-- start of Selected passage --

In [1]:
import torch
import torch.nn as nn
import torch.optim as optim
from torch.utils.data import DataLoader
import torchvision
from torchvision import datasets, transforms
from torchvision.utils import save_image
import matplotlib.pyplot as plt
import numpy as np
import os

In [2]:
device = torch.device('cuda' if torch.cuda.is_available() else 'cpu')
print(f"Using device: {device}")

Using device: cuda


In [3]:
os.makedirs('Gray-to-RGB-Outputs', exist_ok=True)
os.makedirs('DataSet/CIFAR10', exist_ok=True)

In [4]:
transform = transforms.Compose([
	transforms.Resize(64),
	transforms.CenterCrop(64),
	transforms.ToTensor(),
	transforms.Normalize((0.5, 0.5, 0.5), (0.5, 0.5, 0.5))
])

In [5]:
data = datasets.CIFAR10(root='./DataSet/CIFAR10', train=True, download=True, transform=transform)
data_loader = DataLoader(data, batch_size=64, shuffle=True)

In [6]:
for img, _ in data_loader:
	print(img.shape)
	break

torch.Size([64, 3, 64, 64])


In [7]:
def rgb2gray(x):
	# return 0.2989 * x[:,0:1,:,:] + 0.5870 * x[:,1:2,:,:] + 0.1140 * x[:,2:3,:,:]
	return transforms.functional.rgb_to_grayscale(x)

In [None]:
class Generator(nn.Module):
    def __init__(self):
        super().__init__()
        
        # Encoder (downsampling)
        self.encoder = nn.Sequential(
            # Input: 1 x 64 x 64 (Gray Img)
            nn.Conv2d(1, 64, kernel_size=4, stride=2, padding=1),  # 64 x 32 x 32
            nn.LeakyReLU(0.2, inplace=True),

            nn.Conv2d(64, 128, kernel_size=4, stride=2, padding=1),  # 128 x 16 x 16
            nn.BatchNorm2d(128),
            nn.LeakyReLU(0.2, inplace=True),
            
            nn.Conv2d(128, 256, kernel_size=4, stride=2, padding=1),  # 256 x 8 x 8
            nn.BatchNorm2d(256),
            nn.LeakyReLU(0.2, inplace=True),

            nn.Conv2d(256, 512, kernel_size=4, stride=2, padding=1),  # 512 x 4 x 4
            nn.BatchNorm2d(512),
            nn.LeakyReLU(0.2, inplace=True)

-- end of Selected passage --
-- start of Given data --

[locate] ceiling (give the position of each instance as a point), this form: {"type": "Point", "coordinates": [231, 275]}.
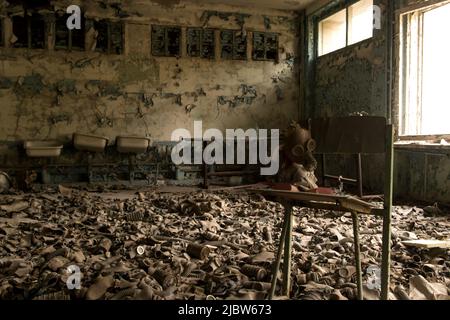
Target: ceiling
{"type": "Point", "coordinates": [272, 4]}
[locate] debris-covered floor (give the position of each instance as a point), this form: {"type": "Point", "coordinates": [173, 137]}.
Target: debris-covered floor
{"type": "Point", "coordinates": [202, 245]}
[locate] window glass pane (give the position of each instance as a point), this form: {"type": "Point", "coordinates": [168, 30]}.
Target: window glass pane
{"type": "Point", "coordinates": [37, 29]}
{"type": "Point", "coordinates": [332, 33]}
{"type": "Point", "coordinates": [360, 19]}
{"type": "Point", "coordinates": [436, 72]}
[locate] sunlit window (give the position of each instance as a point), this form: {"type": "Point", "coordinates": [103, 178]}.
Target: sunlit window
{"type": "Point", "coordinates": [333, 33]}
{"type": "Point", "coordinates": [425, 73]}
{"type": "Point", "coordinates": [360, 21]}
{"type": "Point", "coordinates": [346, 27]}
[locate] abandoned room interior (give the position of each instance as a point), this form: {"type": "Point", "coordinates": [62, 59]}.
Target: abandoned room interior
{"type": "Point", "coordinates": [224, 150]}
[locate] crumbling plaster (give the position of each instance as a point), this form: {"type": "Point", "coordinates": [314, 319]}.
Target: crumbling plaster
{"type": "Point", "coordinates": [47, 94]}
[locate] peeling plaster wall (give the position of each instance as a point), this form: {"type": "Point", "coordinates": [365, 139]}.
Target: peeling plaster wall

-- end of Given data --

• [Tasks to perform]
**A.** Transcribe the notebook, beginning at the words "torch.Size([64, 3, 64, 64])" and stopping after "# Encoder (downsampling)".
**B.** Summarize the notebook in two sentences.
The listing comes from a separate source.

• [Response list]
**A.**
torch.Size([64, 3, 64, 64])


In [7]:
def rgb2gray(x):
	# return 0.2989 * x[:,0:1,:,:] + 0.5870 * x[:,1:2,:,:] + 0.1140 * x[:,2:3,:,:]
	return transforms.functional.rgb_to_grayscale(x)

In [None]:
class Generator(nn.Module):
    def __init__(self):
        super().__init__()
        
        # Encoder (downsampling)

**B.** The notebook imports PyTorch and torchvision libraries, uses a CUDA device when one is available, creates output and dataset folders, and loads CIFAR10 images resized and center-cropped to 64 pixels in shuffled batches of 64. It defines an rgb2gray function with torchvision's grayscale conversion and begins a Generator class whose encoder downsamples a 1 x 64 x 64 gray image through convolution layers to 512 x 4 x 4.